• _Supplied information_:

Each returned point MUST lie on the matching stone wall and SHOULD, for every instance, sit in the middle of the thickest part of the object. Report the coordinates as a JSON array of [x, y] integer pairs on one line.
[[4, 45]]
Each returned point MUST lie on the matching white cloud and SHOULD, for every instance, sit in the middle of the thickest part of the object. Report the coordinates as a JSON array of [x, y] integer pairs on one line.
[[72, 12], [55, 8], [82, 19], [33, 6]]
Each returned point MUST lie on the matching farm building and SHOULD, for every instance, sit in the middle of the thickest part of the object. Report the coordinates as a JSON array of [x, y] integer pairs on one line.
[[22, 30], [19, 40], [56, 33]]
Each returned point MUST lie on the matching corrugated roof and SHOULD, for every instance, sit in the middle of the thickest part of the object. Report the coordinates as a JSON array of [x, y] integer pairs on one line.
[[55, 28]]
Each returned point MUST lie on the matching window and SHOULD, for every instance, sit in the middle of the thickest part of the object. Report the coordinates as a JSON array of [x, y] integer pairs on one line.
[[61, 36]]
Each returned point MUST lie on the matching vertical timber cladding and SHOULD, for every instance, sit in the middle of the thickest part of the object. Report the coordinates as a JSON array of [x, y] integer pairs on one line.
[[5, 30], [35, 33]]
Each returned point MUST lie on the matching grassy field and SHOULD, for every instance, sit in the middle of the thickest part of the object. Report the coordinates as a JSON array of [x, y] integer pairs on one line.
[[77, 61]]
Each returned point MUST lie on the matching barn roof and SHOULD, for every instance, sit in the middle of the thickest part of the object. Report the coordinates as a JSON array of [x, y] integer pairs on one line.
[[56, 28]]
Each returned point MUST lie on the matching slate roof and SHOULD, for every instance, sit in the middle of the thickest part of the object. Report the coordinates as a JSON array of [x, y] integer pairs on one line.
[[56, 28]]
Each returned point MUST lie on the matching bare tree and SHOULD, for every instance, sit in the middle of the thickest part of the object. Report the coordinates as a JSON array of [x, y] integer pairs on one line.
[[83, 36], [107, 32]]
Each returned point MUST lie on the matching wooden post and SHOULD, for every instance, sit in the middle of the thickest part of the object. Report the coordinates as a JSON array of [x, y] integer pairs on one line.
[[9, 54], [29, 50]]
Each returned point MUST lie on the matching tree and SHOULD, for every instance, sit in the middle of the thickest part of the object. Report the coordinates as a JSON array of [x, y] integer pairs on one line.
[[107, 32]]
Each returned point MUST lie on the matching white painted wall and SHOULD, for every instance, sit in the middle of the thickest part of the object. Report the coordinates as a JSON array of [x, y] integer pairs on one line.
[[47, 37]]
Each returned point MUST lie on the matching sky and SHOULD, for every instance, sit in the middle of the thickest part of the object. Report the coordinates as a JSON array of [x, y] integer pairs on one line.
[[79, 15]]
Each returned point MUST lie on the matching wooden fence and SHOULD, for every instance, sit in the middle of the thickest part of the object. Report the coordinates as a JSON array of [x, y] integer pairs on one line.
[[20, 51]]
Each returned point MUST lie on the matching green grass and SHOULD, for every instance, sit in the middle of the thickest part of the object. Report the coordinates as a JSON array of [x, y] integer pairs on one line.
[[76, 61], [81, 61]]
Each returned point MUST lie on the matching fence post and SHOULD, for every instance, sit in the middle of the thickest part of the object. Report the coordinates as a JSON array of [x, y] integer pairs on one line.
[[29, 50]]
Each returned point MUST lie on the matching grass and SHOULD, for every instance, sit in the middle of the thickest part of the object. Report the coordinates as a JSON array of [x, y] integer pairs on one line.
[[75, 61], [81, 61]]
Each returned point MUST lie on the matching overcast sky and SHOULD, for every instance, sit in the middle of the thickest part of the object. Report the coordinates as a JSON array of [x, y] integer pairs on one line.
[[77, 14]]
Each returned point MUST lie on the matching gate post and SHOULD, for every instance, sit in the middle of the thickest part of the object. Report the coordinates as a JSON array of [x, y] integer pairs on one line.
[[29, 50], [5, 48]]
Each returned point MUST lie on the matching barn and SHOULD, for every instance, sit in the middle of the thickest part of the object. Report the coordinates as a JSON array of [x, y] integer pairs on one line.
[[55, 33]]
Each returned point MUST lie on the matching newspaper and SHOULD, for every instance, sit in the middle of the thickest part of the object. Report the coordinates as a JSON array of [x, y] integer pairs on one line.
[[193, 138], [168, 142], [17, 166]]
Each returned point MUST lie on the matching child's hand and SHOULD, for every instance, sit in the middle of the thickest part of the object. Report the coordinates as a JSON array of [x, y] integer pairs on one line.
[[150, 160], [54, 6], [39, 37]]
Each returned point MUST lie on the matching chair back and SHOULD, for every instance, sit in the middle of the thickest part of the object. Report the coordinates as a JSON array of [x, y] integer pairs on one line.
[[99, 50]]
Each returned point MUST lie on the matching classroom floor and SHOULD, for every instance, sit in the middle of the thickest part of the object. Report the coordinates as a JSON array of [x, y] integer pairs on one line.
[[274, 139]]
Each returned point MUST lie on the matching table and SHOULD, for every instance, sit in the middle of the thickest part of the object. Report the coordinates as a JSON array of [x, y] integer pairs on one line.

• _How to complete this task_: In full and exactly as written, the listing is to be copied again.

• _Answer_:
Each returned point MUST lie on the matching stone wall and SHOULD, for every instance, sit in the middle of the thickest part of the object. Report the coordinates as a JSON array of [x, y] integer pairs on one line.
[[4, 45]]
Each returned point MUST lie on the matching white cloud and SHOULD, for every instance, sit in the middle of the thickest part of the object. Report the coordinates as a JSON array of [x, y] integer pairs on one line.
[[72, 12], [55, 8], [82, 19], [33, 6]]
Each returned point MUST lie on the matching farm building and SHOULD, for every instance, sit in the middle of the thickest part of the object. Report the coordinates as a JSON array of [x, y] integer pairs on one line.
[[22, 30], [19, 40], [56, 33]]
Each returned point MUST lie on the matching corrugated roof and SHOULD, for every instance, sit in the middle of the thickest part of the object. Report the coordinates as a JSON array of [x, y] integer pairs on one line.
[[55, 28]]
Each returned point MUST lie on the matching window and SHOULD, for every instance, sit in the middle of the thickest part of the object. Report the coordinates as a JSON array of [x, y] integer pairs on one line.
[[61, 36]]
Each returned point MUST lie on the matching vertical timber cladding and SHOULD, for every instance, sit in the middle of the thickest part of the object. Report the coordinates as a JSON array of [x, y] integer pairs on one line.
[[5, 30], [35, 33]]
Each returned point MUST lie on the matching grassy field and SHOULD, for every instance, sit in the middle of the thickest part of the object. Report the coordinates as a JSON array of [x, y] integer pairs on one line.
[[77, 61]]
Each returned point MUST lie on the matching barn roof and SHOULD, for every instance, sit in the middle of the thickest part of the object. Report the coordinates as a JSON array of [x, y] integer pairs on one line.
[[56, 28]]
Each returned point MUST lie on the matching slate roof and SHOULD, for every instance, sit in the middle of the thickest part of the object. Report the coordinates as a JSON array of [x, y] integer pairs on one line.
[[56, 28]]
Each returned point MUST lie on the matching bare tree and SHOULD, for every instance, sit in the middle of the thickest part of the object. Report the coordinates as a JSON array of [x, y] integer pairs on one line.
[[83, 36], [107, 32]]
Each returned point MUST lie on the matching wooden post and SHOULD, for every instance, sit in the middle of the thickest part of the object. Report the coordinates as a JSON array of [x, y] integer pairs on one line.
[[9, 54], [29, 50]]
Each returned point MUST lie on the matching tree and SHOULD, for every instance, sit in the middle of the thickest part of the object. Report the coordinates as a JSON array of [x, y] integer pairs on one line.
[[107, 32]]
Each returned point MUST lie on the matching white painted wall and SHOULD, for every instance, sit in the middle of the thickest part of the object. Report the coordinates as a JSON array of [x, y] integer pairs on one line.
[[47, 37]]
Each returned point MUST lie on the matching sky and SHOULD, for every instance, sit in the middle of the thickest part of the object. Report the coordinates as a JSON array of [x, y] integer pairs on one line.
[[79, 15]]
Each returned point MUST lie on the matching wooden fence and SHOULD, for every instance, sit in the middle of the thickest part of the object. Report the coordinates as a JSON array of [x, y] integer pairs on one line.
[[20, 51]]
Each returned point MUST lie on the matching green grass and SHOULD, for every instance, sit in the middle of the thickest part of the object. Report the coordinates as a JSON array of [x, y] integer pairs on one line.
[[76, 61], [81, 61]]
Each returned point MUST lie on the matching fence post and SHOULD, for every instance, sit in the middle of the thickest part of the object. Report the coordinates as a JSON array of [x, y] integer pairs on one line.
[[29, 50]]
Each returned point MUST lie on the matching grass and SHOULD, for every instance, sit in the middle of the thickest part of the object. Report the coordinates as a JSON array of [x, y] integer pairs on one line.
[[75, 61], [81, 61]]
Each returned point MUST lie on the matching overcast sky and SHOULD, for every instance, sit in the middle of the thickest part of the object. Report the coordinates as a JSON array of [x, y] integer pairs on one line.
[[77, 14]]
Each returned point MUST lie on the matching gate post and SHOULD, for every instance, sit in the middle of the thickest part of the object. Report the coordinates as a JSON array of [x, y] integer pairs on one line.
[[29, 50], [5, 48]]
Each returned point MUST lie on the matching barn and SHOULD, for every instance, sit in the middle of the thickest part of the object. Report the coordinates as a JSON array of [x, y] integer pairs on one line.
[[55, 33]]
Each returned point MUST lie on the matching newspaper and SHOULD, for every instance, sit in the middle of the thickest part of the object. Report the coordinates as a JSON array of [x, y] integer pairs on one line.
[[193, 138], [168, 142], [17, 166]]
Each returned point MUST lie on the matching child's hand and SHOULD, for every instance, sit in the middle of the thickest part of the object. Report the coordinates as a JSON array of [x, y] integer pairs on one line.
[[150, 160], [54, 6], [39, 37]]
Each returned point MUST lie on the matching chair back and SHOULD, for every instance, sit in the middle of the thickest part of the object. Report the coordinates as a JSON array of [x, y] integer pairs on one line.
[[99, 50]]
Each returned point MUST lie on the matching classroom floor and SHOULD, for every instance, sit in the middle of the thickest part of the object. Report the coordinates as a JSON array of [x, y] integer pairs on one line.
[[274, 139]]
Each returned point MUST lie on the matching table and SHOULD, for every instance, sit in the middle of the thickest part of the object. Report the coordinates as a JSON array of [x, y] integer pairs on one line.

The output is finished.